The new rules say that employers cannot fulfill their obligations by transferring money to workers to assist them in enrolling by paying their premiums and cost-sharing.  The IRS has effectively determined that so-called “employer payment plans” make employer contributions taxable and do not qualify to prevent penalties for not providing employee health insurance.  Part of this is based on an assumption that may hold true for large scale, legacy employers, but is non-existent in the service industry where so many lower wage workers are employed.   As Robert Pear writes in the Times:

When employers provide coverage, their contributions, averaging more than $5,000 a year per employee, are not counted as taxable income to workers. But the Internal Revenue Service said employers could not meet their obligations under the health care law by simply reimbursing employees for some or all of their premium costs.

As Local 100 of the United Labor Unions bargains with large regional and national healthcare companies on units with hundreds and thousands of workers, we grapple with this problem continuously.  These employers offer health insurance but historically the premiums have been so high for workers making less than $12.00 hour that participation was minimal, certainly less than 10% of the workforce and usually less than 3% of the workers, most of whom were confronting health issues so were willing to sacrifice paychecks for health coverage.  Now companies have giant loopholes which allow them to qualify their plans by reducing the premiums to less than 9.5% of income but putting no limits on the level of the deductibles, which are often ranging over $5000, effectively meaning that the workers in normal circumstances will be paying for so-called health insurance that will give them virtually no benefits.  All of these workers would be better served by accessing the marketplace and they would save money doing so because they would access subsidies and cost sharing support.  Because the Act in its current form is largely an insurance company support mechanism rather than a comprehensive health care alternative, we have been desperate to convince employers to work with us to find a solution that would not cost them anymore than they have to pay, but give the workers real coverage.  In state after state where the reimbursements for nursing homes, mental health and mental retardation, and other health support services have been frozen or cut, the companies aren’t sitting on extra money, so they’ve been listening, but now the mountain has become even higher to climb.

Oh, the new rules threw a scrap on the table for organizations like Local 100 and our partners who have been determined to help people enroll in Obamacare.

In a separate rule, the administration prohibits states from imposing onerous restrictions on insurance counselors, who educate consumers and help them enroll in health plans. Under the rule, states cannot establish standards that impair the counselors’ ability to help consumers or to perform other tasks required by federal law.

So, states will not be able to block the work of navigators, though unfortunately navigators will be forced to tell lower waged workers that their options are in many cases somewhere between bad and non-existent in service sector jobs.  The IRS regulations are meant to prop up private health insurance companies with more robust employer participation, but are presuming a workforce from the 1950’s, not the dominant lower waged, service sector employment of the 21st century.

This isn’t going to end well for lower wage workers and their families.

### Complete the following
a: In the piece on the new health care rules, what is the average yearly employer contribution per employee for coverage?
b: List every percentage figure that appears in the piece on the new health care rules.
c: In the piece on the new health care rules, write out the passage from "In a separate" to "by federal law.", swapping "consumers" for "residents".

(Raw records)
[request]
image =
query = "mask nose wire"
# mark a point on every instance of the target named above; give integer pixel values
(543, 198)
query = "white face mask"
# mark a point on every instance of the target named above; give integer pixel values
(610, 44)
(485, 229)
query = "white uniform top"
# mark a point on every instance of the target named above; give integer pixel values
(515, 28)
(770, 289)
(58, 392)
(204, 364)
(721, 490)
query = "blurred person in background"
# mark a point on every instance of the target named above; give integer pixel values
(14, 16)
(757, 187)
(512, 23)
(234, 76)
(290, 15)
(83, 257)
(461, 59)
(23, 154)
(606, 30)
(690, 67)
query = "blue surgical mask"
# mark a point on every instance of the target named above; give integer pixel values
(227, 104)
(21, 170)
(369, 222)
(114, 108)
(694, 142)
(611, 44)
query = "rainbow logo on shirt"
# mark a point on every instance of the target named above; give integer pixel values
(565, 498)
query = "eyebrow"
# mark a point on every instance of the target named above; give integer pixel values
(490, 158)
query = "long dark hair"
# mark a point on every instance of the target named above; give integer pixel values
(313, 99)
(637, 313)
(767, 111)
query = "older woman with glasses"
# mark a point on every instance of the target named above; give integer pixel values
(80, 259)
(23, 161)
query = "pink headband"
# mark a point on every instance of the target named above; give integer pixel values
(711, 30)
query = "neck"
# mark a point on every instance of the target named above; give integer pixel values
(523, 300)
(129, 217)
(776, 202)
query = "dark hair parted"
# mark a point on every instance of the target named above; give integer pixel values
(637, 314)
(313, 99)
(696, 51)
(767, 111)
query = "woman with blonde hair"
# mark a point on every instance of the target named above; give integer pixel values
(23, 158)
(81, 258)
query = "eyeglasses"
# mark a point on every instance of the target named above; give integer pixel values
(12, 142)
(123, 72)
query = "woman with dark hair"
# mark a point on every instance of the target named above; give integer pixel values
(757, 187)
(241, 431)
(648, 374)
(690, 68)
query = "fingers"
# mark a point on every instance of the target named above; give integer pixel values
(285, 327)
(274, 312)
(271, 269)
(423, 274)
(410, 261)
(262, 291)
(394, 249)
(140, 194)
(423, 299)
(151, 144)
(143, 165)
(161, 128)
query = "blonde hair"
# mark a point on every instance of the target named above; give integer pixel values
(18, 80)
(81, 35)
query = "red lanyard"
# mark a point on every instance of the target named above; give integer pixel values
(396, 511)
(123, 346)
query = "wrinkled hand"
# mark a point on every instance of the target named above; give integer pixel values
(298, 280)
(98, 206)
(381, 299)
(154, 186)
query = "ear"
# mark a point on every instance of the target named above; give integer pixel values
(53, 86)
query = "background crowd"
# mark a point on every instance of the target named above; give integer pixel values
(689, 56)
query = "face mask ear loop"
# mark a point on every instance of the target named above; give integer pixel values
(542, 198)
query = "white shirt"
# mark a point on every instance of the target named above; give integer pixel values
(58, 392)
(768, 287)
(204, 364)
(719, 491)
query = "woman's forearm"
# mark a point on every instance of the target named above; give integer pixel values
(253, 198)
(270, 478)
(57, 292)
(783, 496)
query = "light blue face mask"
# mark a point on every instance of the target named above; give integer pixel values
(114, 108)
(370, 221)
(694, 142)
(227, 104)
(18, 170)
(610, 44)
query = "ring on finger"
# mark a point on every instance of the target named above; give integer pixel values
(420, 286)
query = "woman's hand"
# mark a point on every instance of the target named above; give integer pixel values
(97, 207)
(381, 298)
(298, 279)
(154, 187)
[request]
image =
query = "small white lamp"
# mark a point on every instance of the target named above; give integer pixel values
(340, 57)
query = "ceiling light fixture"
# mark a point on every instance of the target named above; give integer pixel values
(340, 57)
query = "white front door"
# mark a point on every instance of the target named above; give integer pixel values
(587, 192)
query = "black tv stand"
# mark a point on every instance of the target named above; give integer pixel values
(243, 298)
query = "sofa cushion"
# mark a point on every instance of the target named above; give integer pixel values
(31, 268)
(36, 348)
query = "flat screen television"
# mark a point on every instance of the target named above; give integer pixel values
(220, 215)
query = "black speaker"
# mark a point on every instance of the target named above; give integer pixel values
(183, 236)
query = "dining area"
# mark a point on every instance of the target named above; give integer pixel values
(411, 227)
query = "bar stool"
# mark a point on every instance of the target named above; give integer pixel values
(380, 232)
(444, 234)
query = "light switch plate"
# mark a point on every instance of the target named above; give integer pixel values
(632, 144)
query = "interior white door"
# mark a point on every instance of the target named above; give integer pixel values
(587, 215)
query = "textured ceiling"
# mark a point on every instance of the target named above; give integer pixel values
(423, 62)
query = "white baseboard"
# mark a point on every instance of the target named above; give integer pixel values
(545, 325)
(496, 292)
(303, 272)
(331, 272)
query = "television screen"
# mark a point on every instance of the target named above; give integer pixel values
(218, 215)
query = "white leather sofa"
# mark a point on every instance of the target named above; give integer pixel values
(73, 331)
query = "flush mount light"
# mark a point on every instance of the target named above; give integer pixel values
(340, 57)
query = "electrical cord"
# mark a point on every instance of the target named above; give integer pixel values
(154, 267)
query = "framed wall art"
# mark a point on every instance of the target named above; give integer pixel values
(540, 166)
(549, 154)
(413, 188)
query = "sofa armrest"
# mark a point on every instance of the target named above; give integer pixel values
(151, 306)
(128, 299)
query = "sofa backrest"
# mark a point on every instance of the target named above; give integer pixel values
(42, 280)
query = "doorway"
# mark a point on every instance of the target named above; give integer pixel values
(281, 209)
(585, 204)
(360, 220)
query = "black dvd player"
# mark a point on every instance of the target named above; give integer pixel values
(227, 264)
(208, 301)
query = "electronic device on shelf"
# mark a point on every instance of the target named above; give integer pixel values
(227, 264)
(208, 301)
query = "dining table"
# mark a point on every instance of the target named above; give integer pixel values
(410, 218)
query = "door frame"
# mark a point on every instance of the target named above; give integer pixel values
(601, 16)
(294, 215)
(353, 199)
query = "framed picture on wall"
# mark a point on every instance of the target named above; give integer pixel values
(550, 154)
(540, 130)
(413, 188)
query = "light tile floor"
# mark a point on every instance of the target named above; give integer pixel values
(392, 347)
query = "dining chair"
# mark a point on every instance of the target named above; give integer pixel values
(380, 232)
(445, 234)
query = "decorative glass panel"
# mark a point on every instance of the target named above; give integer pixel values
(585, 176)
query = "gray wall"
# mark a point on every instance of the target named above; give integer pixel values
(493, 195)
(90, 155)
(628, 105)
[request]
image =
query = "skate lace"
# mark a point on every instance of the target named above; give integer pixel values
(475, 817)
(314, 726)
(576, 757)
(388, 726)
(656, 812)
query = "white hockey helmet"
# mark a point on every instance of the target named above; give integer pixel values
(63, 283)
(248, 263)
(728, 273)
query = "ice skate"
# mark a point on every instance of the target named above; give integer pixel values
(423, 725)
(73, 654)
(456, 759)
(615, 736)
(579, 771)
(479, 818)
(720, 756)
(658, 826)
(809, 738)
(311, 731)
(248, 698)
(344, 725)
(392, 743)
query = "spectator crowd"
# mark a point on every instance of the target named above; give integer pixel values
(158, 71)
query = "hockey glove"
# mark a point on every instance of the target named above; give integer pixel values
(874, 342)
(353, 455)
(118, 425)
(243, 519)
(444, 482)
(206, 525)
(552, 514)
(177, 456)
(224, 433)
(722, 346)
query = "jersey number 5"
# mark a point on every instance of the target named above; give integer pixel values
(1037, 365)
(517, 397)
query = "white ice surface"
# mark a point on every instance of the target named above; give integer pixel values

### Answers per task
a: More than $5,000 a year per employee.

b: 10%, 3%, 9.5%

c:
In a separate rule, the administration prohibits states from imposing onerous restrictions on insurance counselors, who educate residents and help them enroll in health plans. Under the rule, states cannot establish standards that impair the counselors’ ability to help residents or to perform other tasks required by federal law.